### [SET PROBLEM]
In how many lines of the material below does the string "blue" appear, with case counting? Reply with the number alone.
## start DATA SUPPLIED
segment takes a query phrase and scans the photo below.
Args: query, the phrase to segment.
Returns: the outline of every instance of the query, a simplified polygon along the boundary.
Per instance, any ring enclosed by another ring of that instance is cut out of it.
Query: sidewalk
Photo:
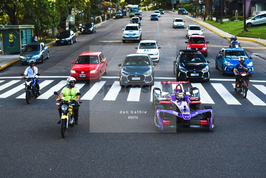
[[[110,19],[106,20],[106,21],[105,21],[104,20],[101,23],[96,24],[95,26],[97,27],[112,19]],[[81,32],[79,31],[76,32],[77,36],[81,33]],[[46,44],[48,46],[49,48],[50,48],[56,44],[56,41],[51,41]],[[4,52],[4,55],[3,55],[2,52],[0,52],[0,71],[18,61],[19,60],[20,54],[20,52]]]

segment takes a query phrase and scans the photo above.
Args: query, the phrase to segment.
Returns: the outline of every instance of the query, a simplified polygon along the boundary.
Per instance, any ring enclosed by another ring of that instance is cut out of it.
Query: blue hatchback
[[[222,55],[219,55],[221,54]],[[251,75],[254,71],[253,62],[251,60],[252,58],[249,57],[245,50],[241,48],[226,48],[221,49],[216,55],[215,68],[221,71],[223,75],[234,74],[234,67],[239,63],[238,58],[240,57],[245,59],[245,63],[247,66],[249,70],[251,70],[248,73],[249,75]]]

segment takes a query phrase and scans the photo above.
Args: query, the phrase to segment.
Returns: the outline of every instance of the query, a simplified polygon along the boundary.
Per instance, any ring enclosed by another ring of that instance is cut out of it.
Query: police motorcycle
[[[57,92],[54,92],[53,94],[59,96]],[[73,127],[75,126],[73,110],[73,106],[75,105],[75,100],[72,99],[72,98],[74,98],[76,96],[80,96],[81,95],[80,93],[77,92],[76,94],[75,95],[71,96],[69,101],[64,100],[61,98],[58,101],[55,101],[59,102],[56,103],[56,105],[58,105],[57,107],[57,109],[59,109],[60,107],[62,110],[61,128],[61,135],[63,138],[65,138],[66,135],[66,131],[68,126]],[[79,101],[79,103],[82,103],[82,102]],[[80,105],[79,105],[79,106],[80,106]]]
[[[248,72],[251,71],[251,69],[249,70],[247,73],[245,72],[239,73],[236,69],[235,69],[235,71],[241,77],[240,81],[237,86],[236,91],[238,94],[242,93],[243,97],[244,98],[245,98],[247,97],[247,86],[244,77],[248,75]],[[234,87],[233,87],[234,88]]]
[[[20,75],[21,76],[24,75],[24,74]],[[25,85],[25,89],[26,91],[26,101],[28,104],[30,103],[32,97],[35,97],[37,98],[39,95],[39,91],[36,87],[36,82],[35,80],[38,79],[38,83],[40,82],[38,75],[40,75],[40,74],[37,73],[34,75],[33,77],[27,78],[25,77],[23,79],[25,81],[24,85]]]

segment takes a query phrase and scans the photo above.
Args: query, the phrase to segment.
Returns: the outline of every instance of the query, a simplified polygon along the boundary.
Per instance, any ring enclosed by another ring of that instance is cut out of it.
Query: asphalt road
[[[141,27],[143,40],[155,39],[162,47],[155,69],[155,77],[162,77],[156,78],[158,82],[175,77],[172,61],[186,47],[185,28],[173,29],[172,19],[183,17],[186,26],[194,23],[184,16],[168,13],[158,21],[150,21],[151,13],[143,13]],[[37,65],[41,82],[53,81],[42,88],[43,94],[66,79],[59,76],[69,75],[71,61],[82,52],[101,51],[107,59],[108,73],[103,79],[105,83],[92,99],[82,101],[80,124],[69,128],[64,139],[61,137],[60,125],[56,123],[59,116],[53,102],[55,95],[33,99],[30,104],[25,99],[16,98],[23,94],[23,89],[1,97],[0,111],[4,116],[0,126],[0,177],[265,177],[265,106],[237,95],[232,85],[234,77],[222,76],[215,69],[216,55],[227,46],[228,41],[208,29],[203,28],[204,34],[210,42],[206,59],[211,61],[213,79],[197,84],[202,85],[214,103],[202,104],[213,107],[213,131],[184,129],[158,133],[149,87],[143,88],[135,97],[138,97],[138,101],[128,101],[131,89],[128,87],[121,90],[114,101],[104,100],[118,80],[111,77],[119,76],[117,64],[136,51],[138,43],[122,42],[121,29],[129,20],[128,16],[114,19],[98,28],[96,33],[78,35],[78,42],[72,45],[53,47],[50,58]],[[257,57],[265,54],[265,48],[251,42],[241,44],[254,57],[255,72],[250,77],[254,81],[250,84],[265,87],[266,62]],[[17,63],[1,72],[0,80],[5,81],[1,84],[19,80],[10,77],[19,77],[26,67]],[[23,83],[19,81],[16,86]],[[227,103],[214,83],[221,84],[240,104]],[[92,81],[86,83],[80,89],[83,96],[97,84]],[[0,96],[12,92],[13,86],[0,91]],[[249,88],[266,102],[266,93],[254,86]],[[138,119],[130,119],[130,114],[120,113],[127,111],[147,113],[134,114]]]

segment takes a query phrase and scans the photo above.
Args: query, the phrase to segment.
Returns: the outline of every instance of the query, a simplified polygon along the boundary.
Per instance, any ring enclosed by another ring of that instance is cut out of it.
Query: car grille
[[[132,77],[140,77],[140,80],[132,80]],[[143,75],[130,75],[128,77],[128,79],[130,81],[144,81],[145,76]]]

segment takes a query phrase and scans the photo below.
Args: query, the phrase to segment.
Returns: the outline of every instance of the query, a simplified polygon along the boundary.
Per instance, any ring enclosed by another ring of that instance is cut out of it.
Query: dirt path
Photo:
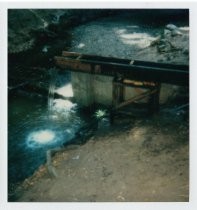
[[[18,201],[188,201],[188,122],[178,121],[127,120],[98,131],[55,155],[56,178],[42,166],[27,179]]]

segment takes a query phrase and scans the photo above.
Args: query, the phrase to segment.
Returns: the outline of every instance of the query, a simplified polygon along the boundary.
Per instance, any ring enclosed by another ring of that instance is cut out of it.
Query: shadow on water
[[[45,162],[46,151],[63,147],[83,124],[77,104],[70,100],[70,73],[54,67],[54,55],[67,47],[68,40],[56,40],[25,53],[8,55],[10,201],[17,183]]]

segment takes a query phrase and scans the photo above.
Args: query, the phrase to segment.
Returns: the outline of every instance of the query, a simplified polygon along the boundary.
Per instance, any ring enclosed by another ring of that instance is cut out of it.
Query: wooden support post
[[[154,88],[151,90],[155,90],[154,94],[150,95],[149,97],[149,112],[150,114],[157,113],[159,111],[159,96],[160,96],[160,89],[161,84],[156,83]]]

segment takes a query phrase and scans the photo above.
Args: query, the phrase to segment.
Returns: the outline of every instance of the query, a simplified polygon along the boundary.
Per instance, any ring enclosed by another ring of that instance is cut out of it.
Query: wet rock
[[[178,29],[172,30],[171,33],[172,36],[181,36],[183,33],[181,33]]]
[[[177,30],[177,27],[174,24],[168,24],[166,25],[166,28],[170,31]]]

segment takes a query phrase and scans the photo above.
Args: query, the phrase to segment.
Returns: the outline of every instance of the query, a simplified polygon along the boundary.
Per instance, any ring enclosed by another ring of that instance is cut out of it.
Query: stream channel
[[[47,150],[62,147],[87,123],[88,117],[82,117],[74,103],[70,73],[58,69],[53,57],[63,50],[75,50],[128,58],[143,51],[147,41],[150,44],[160,31],[161,26],[139,27],[109,19],[105,24],[76,27],[67,38],[48,40],[33,50],[8,55],[10,186],[31,176],[45,163]]]

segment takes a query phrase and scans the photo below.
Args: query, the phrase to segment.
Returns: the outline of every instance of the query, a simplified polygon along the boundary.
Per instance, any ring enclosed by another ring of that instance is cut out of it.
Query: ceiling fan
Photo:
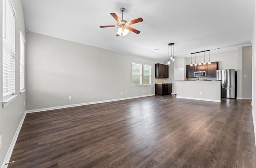
[[[117,22],[117,25],[101,26],[100,26],[100,27],[103,28],[118,26],[120,28],[118,30],[117,33],[116,33],[116,36],[120,36],[122,35],[122,37],[126,35],[128,33],[129,33],[129,30],[137,34],[140,33],[140,31],[130,27],[130,26],[137,23],[143,22],[143,19],[140,18],[131,20],[130,22],[127,22],[125,20],[124,20],[123,19],[123,12],[125,9],[124,8],[120,8],[120,10],[122,12],[122,20],[119,19],[117,15],[116,15],[116,14],[114,13],[110,13],[111,16],[113,16],[114,19]]]

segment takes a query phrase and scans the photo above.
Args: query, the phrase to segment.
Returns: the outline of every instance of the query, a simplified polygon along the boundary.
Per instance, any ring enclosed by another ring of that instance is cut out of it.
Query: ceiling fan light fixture
[[[129,30],[125,28],[119,28],[117,30],[117,33],[118,35],[122,35],[123,36],[126,36],[129,33]]]

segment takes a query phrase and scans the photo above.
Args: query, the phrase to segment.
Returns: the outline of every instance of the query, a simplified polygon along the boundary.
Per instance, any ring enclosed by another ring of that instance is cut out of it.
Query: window
[[[15,12],[11,0],[3,1],[3,99],[15,93]]]
[[[132,63],[132,85],[142,85],[142,65]]]
[[[143,65],[143,85],[151,85],[151,65]]]
[[[25,43],[26,42],[20,31],[20,90],[25,90]]]

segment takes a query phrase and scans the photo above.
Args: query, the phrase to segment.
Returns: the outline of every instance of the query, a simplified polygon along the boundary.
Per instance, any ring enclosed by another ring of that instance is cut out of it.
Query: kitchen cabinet
[[[194,71],[203,71],[206,70],[206,65],[202,64],[201,65],[195,66]]]
[[[187,77],[194,77],[194,66],[187,65],[186,67]]]
[[[195,71],[206,71],[206,77],[216,77],[216,71],[218,70],[218,62],[212,62],[210,64],[202,65],[201,65],[190,66],[190,65],[186,65],[186,76],[187,78],[194,77],[194,72]]]
[[[169,66],[161,63],[155,64],[156,77],[169,77]]]
[[[155,84],[155,94],[164,95],[171,94],[172,92],[172,84],[156,83]]]
[[[216,77],[218,62],[212,62],[206,65],[206,77]]]

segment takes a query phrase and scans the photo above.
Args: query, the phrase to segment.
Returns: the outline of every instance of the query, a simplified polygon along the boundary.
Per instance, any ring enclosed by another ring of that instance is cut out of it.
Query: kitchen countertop
[[[175,81],[176,82],[220,82],[221,81],[204,81],[204,80],[200,80],[200,81]]]

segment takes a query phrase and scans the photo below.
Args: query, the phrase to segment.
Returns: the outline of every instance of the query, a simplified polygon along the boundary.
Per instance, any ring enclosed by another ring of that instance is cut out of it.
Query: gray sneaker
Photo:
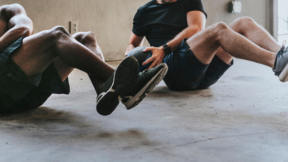
[[[96,99],[96,109],[101,115],[110,114],[119,101],[134,87],[138,78],[139,64],[134,57],[126,57],[101,88]]]
[[[168,70],[165,63],[139,73],[134,88],[121,100],[127,108],[131,109],[137,105],[164,78]]]
[[[288,81],[288,47],[282,46],[277,54],[273,71],[282,82]]]

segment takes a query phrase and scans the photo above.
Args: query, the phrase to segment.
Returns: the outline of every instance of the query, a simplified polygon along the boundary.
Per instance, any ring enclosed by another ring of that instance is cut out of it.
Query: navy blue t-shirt
[[[191,11],[200,11],[207,18],[202,0],[178,0],[167,4],[152,0],[138,9],[132,32],[145,36],[151,46],[160,46],[188,27],[187,13]]]

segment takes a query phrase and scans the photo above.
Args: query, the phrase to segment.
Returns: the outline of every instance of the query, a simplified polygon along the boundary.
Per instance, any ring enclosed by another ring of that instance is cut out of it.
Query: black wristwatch
[[[172,51],[171,51],[171,48],[170,47],[167,45],[167,44],[164,44],[162,45],[163,47],[164,47],[164,53],[165,53],[165,56],[170,54]]]

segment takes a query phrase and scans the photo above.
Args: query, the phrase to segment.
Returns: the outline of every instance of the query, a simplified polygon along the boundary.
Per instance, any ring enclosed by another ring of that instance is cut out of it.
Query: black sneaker
[[[153,88],[162,80],[168,70],[165,63],[139,73],[134,87],[121,100],[127,110],[137,105]]]
[[[288,81],[288,47],[285,47],[283,45],[277,54],[274,67],[273,71],[275,75],[278,76],[280,81]]]
[[[101,88],[96,100],[96,109],[102,115],[112,113],[119,101],[133,88],[138,78],[139,64],[134,57],[126,57]]]

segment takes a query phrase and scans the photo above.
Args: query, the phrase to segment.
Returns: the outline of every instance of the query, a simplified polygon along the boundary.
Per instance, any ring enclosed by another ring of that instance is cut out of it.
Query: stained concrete
[[[75,70],[70,95],[0,115],[0,162],[288,162],[288,83],[268,67],[235,62],[208,89],[162,81],[138,106],[105,117]]]

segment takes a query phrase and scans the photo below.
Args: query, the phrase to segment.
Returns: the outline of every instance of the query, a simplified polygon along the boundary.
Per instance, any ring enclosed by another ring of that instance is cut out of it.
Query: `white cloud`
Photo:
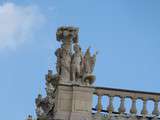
## end DATA SUPPLIED
### [TASK OUTPUT]
2